> _Page_:
Faut-il croire au destin ? (27/01/98)
Enfin quelque chose sur le Destin, c'est pas trop tôt pour un scribouillard qui voudrait pouvoir se prendre pour un penseur, me direz-vous. Et c'est vrai qu'il aura fallu attendre qu'une personne que je connais me soumette le sujet pour que finalement je me décide à écrire quelque chose dessus. Donc, je reprends la question : faut-il croire au destin ? Alors d'abord, je suggère de définir le terme de destin. Le destin, c'est une façon de parler de vie programmée, décidée à l'avance par on-ne-sait quelle force au-dessus de l'homme. Si le destin existe, il est valable pour tous les hommes, tous les animaux, brefs tous les événements qui peuvent survenir dans l'univers seraient soumis à la volonté de quelque chose qu'on ne connaît pas.
C'est vrai, ça paraît difficile à croire comme ça, ce qui est tout à fait normal parce qu'en tant qu'humains, nous tenons trop à notre liberté de pensée et d'action pour accepter de la savoir volée par quelque chose qu'on ne connaît pas. Néanmoins il faut distinguer deux formes de destin : le destin théologique et le destin scientifique, qui ne sont pas du tout les mêmes, sans pour autant perdre de vue qu'il est possible que ni l'un ni l'autre existe. Pour être plus clair, la réponse sera "Dieu, c'est plus fort que toi", ou bien "L'avenir est écrit dans les quarks" ou encore "Pas de destin mais ce que nous faisons de nous-mêmes" (cf. Terminator II, de James Cameron).

> _Consigne 1_: Dites combien de lignes de la liste contiennent le mot "indicate". Donnez seulement le nombre.
Le texte sur le destin et la liste sont deux contenus sans rapport entre eux.

> _Données affichées_:
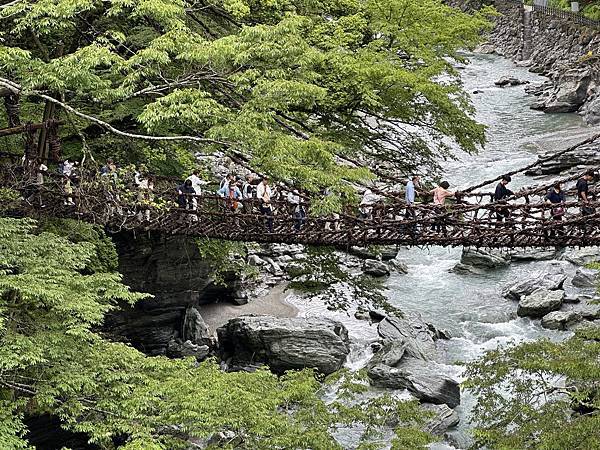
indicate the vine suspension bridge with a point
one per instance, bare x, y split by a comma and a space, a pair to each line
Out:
523, 220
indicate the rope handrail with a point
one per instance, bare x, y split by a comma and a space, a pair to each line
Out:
118, 207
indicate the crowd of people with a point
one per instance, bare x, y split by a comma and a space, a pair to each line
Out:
253, 194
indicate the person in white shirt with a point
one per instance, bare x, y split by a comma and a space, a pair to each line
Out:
299, 211
197, 184
264, 193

> _Consigne 2_: Poursuivez le texte sur le destin à partir de sa dernière phrase.

> _Réponse écrite 1_: 4

> _Réponse écrite 2_:
Le destin théologique, comme j'ai essayé de vous le décrire par une sentence pour le moins inquiétante je l'avoue, c'est ce que pensent pas mal de pratiquants de leur religion respective. Ca consiste en fait à penser que "quelque chose", enfin surtout "quelqu'un", contrôle l'avenir de chaque homme, voire même chaque être vivant. Et c'est vrai que c'est une opinion dont aucune société ne pourra jamais se débarrasser, tant elle est encastrée dans les moeurs. Déjà d'anciens philosophes y croyaient et ne voyaient en la réussite de certains individus parmi d'autres qu'une sélection arbitraire effectuée par quelque puissance occulte. C'est mignon comme croyance, je trouve, mais un peu trop facile. Alors, sous prétexte de prédestination, on se mettait à justifier n'importe quoi, du genre son oisiveté, son non-respect de l'éducation... Et puis restons lucide : ça doit quand même être assez difficile pour cette fameuse Puissance de gérer tous ces êtres en même temps, sans créer une seule incompatibilité et en faisant toujours à peu près en sorte qu'on voie une logique dans les événements. Mais j'entends déjà la réplique des croyants chevronnés : "Les voies du Seigneur sont impénétrables". Fort bien. Mais en tout cas, je me demande quel genre de Dieu serait assez sadique et cruel pour pouvoir imaginer à l'avance et échafauder à l'avance un monde aussi bizarre que le nôtre. La fonction de ce Dieu n'est-elle pas, s'Il existe, de garder sa suprématie en faisant prospérer sa planète ? Eh bien celui qu'on aurait, lui, il serait du genre à forcer ses adeptes à se flinguer entre eux, un peu comme le patron d'une entreprise tournant très bien qui, au lieu d'embaucher du personnel, dirait à ses employés qu'il ne garderait que ceux qui sont assez intelligents pour surpasser leurs collègues.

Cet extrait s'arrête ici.